* Object position labeling entries
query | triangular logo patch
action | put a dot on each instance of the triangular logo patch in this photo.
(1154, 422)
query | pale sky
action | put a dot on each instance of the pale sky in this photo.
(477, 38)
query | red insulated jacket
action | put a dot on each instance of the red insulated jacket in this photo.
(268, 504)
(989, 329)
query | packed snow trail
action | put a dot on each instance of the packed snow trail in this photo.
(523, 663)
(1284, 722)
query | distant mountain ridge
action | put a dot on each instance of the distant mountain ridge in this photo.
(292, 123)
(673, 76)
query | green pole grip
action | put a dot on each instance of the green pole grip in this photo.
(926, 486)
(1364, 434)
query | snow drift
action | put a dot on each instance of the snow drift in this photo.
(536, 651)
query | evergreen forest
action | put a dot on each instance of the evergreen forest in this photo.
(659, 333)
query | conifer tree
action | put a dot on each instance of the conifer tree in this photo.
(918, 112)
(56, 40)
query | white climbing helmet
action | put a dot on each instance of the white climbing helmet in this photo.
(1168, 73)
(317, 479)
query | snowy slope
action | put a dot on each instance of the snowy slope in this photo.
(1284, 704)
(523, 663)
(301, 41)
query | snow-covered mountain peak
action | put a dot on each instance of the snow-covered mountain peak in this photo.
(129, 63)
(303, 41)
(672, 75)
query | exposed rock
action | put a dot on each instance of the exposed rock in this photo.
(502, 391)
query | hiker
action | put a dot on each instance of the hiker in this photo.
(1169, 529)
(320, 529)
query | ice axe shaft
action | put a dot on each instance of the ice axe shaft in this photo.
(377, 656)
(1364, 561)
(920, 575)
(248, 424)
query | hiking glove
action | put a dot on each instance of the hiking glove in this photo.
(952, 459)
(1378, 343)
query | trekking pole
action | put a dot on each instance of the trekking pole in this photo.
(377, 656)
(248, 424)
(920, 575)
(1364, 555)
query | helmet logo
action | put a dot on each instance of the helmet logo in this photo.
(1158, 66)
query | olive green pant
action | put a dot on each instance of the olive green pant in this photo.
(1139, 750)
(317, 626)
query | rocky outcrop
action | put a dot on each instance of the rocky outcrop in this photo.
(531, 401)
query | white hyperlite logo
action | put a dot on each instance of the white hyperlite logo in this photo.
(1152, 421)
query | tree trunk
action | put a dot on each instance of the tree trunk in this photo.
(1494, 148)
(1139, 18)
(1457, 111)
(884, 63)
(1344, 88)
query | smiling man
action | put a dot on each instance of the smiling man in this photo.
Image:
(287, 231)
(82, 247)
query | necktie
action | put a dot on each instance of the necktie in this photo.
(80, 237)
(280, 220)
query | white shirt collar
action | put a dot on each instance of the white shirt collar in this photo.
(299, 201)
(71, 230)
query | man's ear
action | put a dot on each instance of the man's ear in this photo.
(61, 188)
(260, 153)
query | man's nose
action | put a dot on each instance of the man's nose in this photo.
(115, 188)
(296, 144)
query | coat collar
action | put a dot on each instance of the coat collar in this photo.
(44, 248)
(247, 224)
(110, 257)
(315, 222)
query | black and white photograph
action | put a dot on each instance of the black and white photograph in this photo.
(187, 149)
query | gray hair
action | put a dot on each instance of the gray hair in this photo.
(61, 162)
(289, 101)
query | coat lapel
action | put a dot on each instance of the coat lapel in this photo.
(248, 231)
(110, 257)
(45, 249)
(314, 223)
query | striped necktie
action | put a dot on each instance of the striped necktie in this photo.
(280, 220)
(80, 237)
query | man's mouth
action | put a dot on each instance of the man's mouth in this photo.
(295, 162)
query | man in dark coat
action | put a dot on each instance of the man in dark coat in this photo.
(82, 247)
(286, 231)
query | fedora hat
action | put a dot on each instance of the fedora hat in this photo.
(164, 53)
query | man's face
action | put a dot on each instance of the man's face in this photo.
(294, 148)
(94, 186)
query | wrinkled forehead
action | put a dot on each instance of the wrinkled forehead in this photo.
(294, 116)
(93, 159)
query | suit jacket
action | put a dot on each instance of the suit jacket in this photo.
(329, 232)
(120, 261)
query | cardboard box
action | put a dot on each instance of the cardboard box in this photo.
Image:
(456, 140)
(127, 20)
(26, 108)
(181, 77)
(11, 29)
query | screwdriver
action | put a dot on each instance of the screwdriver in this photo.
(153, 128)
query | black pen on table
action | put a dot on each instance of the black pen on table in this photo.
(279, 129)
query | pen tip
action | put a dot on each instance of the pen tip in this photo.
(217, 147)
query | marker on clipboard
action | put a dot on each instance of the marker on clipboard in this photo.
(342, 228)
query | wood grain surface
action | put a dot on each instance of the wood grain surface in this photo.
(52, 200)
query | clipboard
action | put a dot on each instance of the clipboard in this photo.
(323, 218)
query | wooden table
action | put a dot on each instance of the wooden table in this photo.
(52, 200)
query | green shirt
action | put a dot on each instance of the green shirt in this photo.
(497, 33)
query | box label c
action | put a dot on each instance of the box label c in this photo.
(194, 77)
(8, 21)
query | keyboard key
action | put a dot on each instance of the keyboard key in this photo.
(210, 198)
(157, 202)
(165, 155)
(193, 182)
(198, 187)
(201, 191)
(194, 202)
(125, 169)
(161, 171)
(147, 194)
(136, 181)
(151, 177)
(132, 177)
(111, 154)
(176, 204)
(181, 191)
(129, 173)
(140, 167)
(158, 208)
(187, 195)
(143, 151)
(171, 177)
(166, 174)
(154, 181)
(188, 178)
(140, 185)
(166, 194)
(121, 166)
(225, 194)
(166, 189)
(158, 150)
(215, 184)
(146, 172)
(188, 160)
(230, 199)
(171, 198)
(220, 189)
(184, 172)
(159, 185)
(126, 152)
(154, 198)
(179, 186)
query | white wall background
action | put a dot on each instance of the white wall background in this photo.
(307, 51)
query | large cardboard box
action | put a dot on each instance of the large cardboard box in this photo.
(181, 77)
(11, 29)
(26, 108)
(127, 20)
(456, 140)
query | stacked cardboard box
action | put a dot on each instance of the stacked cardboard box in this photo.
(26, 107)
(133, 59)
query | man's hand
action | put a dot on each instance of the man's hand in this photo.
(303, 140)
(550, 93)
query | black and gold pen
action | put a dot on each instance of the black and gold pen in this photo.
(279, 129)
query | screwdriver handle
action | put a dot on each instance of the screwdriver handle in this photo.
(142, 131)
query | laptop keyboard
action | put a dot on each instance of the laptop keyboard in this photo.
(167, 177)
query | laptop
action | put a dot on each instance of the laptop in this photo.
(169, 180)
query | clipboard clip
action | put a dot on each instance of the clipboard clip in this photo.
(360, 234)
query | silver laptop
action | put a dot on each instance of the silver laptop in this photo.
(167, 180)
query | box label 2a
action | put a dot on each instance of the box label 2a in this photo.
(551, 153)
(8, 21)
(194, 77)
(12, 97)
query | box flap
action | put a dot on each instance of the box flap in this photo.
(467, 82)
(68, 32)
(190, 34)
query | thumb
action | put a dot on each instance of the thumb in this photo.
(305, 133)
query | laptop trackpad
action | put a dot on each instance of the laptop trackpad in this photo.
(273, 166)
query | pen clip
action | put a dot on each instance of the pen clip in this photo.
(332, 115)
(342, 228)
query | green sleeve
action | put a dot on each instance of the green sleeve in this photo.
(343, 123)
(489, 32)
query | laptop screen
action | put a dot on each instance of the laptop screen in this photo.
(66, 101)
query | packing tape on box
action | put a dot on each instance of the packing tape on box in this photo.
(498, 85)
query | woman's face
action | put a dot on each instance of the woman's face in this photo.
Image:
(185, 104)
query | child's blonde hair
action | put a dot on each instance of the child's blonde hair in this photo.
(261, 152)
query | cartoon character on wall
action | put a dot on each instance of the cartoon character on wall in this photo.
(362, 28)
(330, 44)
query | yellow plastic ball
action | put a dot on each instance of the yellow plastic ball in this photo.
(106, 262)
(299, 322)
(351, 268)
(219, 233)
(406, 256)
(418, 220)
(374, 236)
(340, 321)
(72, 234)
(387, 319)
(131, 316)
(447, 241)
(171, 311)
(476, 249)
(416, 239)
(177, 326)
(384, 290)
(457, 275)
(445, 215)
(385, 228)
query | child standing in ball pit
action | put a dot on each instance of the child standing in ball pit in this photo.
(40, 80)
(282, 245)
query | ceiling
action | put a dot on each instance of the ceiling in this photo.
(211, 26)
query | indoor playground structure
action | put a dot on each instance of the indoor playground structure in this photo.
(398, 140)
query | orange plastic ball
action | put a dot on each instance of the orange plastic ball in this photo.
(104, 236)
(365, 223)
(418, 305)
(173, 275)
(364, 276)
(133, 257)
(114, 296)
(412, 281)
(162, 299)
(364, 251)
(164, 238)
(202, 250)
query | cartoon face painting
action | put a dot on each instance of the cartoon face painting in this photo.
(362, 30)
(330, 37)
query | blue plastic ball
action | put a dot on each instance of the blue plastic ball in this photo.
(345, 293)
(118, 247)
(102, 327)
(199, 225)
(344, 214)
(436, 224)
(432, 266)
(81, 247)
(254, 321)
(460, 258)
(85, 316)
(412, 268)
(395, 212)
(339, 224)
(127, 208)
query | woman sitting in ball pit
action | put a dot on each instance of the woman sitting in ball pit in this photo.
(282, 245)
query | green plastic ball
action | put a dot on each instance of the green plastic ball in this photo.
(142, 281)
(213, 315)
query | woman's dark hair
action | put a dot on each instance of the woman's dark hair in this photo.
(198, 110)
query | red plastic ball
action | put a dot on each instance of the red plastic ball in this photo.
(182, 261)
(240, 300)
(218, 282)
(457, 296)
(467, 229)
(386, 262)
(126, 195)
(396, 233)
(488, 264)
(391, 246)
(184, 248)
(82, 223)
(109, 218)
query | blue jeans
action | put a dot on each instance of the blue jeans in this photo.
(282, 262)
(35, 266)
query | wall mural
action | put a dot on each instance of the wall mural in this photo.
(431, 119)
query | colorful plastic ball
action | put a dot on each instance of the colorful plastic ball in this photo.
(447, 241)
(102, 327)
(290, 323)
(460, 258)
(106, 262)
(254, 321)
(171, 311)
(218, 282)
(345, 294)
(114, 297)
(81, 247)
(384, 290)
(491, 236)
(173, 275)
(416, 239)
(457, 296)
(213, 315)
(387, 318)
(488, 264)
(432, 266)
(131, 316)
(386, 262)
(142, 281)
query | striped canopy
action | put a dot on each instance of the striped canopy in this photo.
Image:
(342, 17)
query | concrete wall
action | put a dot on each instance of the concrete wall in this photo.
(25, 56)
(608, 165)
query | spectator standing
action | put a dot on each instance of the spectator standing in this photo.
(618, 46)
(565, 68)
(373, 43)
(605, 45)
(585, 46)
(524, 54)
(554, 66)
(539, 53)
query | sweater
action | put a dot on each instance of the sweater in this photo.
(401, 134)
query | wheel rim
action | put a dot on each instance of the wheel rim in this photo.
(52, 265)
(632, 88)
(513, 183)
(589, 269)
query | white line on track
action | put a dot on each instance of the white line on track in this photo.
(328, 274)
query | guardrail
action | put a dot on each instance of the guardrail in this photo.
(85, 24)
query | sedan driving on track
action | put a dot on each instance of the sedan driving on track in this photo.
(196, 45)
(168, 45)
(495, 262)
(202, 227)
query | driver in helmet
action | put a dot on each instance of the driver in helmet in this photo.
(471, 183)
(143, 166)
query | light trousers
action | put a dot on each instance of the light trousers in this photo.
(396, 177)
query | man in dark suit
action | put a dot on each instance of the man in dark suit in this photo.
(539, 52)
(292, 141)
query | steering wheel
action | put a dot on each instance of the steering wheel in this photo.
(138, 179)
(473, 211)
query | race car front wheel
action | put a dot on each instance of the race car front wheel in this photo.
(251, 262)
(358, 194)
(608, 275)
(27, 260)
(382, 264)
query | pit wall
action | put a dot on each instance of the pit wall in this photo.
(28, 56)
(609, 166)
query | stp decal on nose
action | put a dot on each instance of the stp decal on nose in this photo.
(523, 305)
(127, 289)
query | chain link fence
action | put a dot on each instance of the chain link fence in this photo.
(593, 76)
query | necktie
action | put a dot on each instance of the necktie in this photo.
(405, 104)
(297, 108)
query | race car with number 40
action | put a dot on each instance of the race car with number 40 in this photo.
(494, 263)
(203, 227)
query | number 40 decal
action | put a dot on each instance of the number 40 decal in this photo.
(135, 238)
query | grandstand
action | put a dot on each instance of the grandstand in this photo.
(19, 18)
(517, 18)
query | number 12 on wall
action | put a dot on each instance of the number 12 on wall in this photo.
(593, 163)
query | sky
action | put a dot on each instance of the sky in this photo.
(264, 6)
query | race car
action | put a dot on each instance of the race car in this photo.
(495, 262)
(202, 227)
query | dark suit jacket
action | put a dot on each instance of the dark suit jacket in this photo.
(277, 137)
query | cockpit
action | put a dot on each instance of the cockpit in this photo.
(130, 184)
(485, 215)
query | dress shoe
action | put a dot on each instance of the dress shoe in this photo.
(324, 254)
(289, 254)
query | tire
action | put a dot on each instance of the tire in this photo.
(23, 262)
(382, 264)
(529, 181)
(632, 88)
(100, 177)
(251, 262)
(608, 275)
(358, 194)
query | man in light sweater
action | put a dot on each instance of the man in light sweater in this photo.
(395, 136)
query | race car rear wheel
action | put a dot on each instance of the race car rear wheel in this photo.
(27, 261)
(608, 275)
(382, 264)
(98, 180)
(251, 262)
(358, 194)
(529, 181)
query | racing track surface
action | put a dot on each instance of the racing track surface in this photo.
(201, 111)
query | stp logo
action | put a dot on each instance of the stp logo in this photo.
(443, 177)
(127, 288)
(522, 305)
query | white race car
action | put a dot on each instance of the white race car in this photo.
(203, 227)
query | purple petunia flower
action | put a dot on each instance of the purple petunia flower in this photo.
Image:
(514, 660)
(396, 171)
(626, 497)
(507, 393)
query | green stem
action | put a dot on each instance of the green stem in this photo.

* REQUIRED TASK
Every line from the one containing "query | number 40 decal" through the last line must be copied exactly; leave out the rest.

* FULL OUTPUT
query | number 40 decal
action | put a dot on each instance of the number 40 decal in this photo.
(135, 238)
query | grandstand
action | put a dot on each instance of the grandstand in this photo.
(19, 18)
(517, 18)
query | number 12 on wall
action | put a dot on each instance of the number 12 on wall in this photo.
(593, 163)
query | sky
action | put a dot on each instance of the sky in this photo.
(264, 6)
query | race car
action | put a dot on each instance of the race car in this photo.
(495, 262)
(202, 227)
query | dark suit jacket
action | put a dot on each instance of the dark suit jacket in this photo.
(277, 137)
query | cockpit
action | put a dot on each instance of the cockpit in this photo.
(130, 184)
(485, 215)
query | dress shoe
action | put a dot on each instance of the dress shoe in this photo.
(324, 254)
(289, 254)
query | tire
action | put a dot on each instance of the tire in this photo.
(23, 262)
(382, 264)
(529, 181)
(632, 88)
(100, 177)
(251, 262)
(608, 275)
(358, 194)
query | man in light sweater
action | put a dot on each instance of the man in light sweater in this photo.
(395, 136)
query | race car rear wheel
action | put a dot on each instance of the race car rear wheel in this photo.
(27, 261)
(608, 275)
(382, 264)
(98, 180)
(251, 262)
(358, 194)
(529, 181)
query | racing track surface
action | put a dot on each instance of the racing track surface in this photo.
(201, 111)
query | stp logo
action | put a dot on each instance of the stp logo in this photo.
(443, 177)
(127, 288)
(522, 305)
query | white race car
action | put a dot on each instance of the white race car in this photo.
(203, 227)
query | purple petunia flower
action | put a dot on each instance of the purple petunia flower in this photo.
Image:
(514, 660)
(396, 171)
(626, 497)
(507, 393)
query | green stem
action | put a dot on each instance of the green stem in this photo.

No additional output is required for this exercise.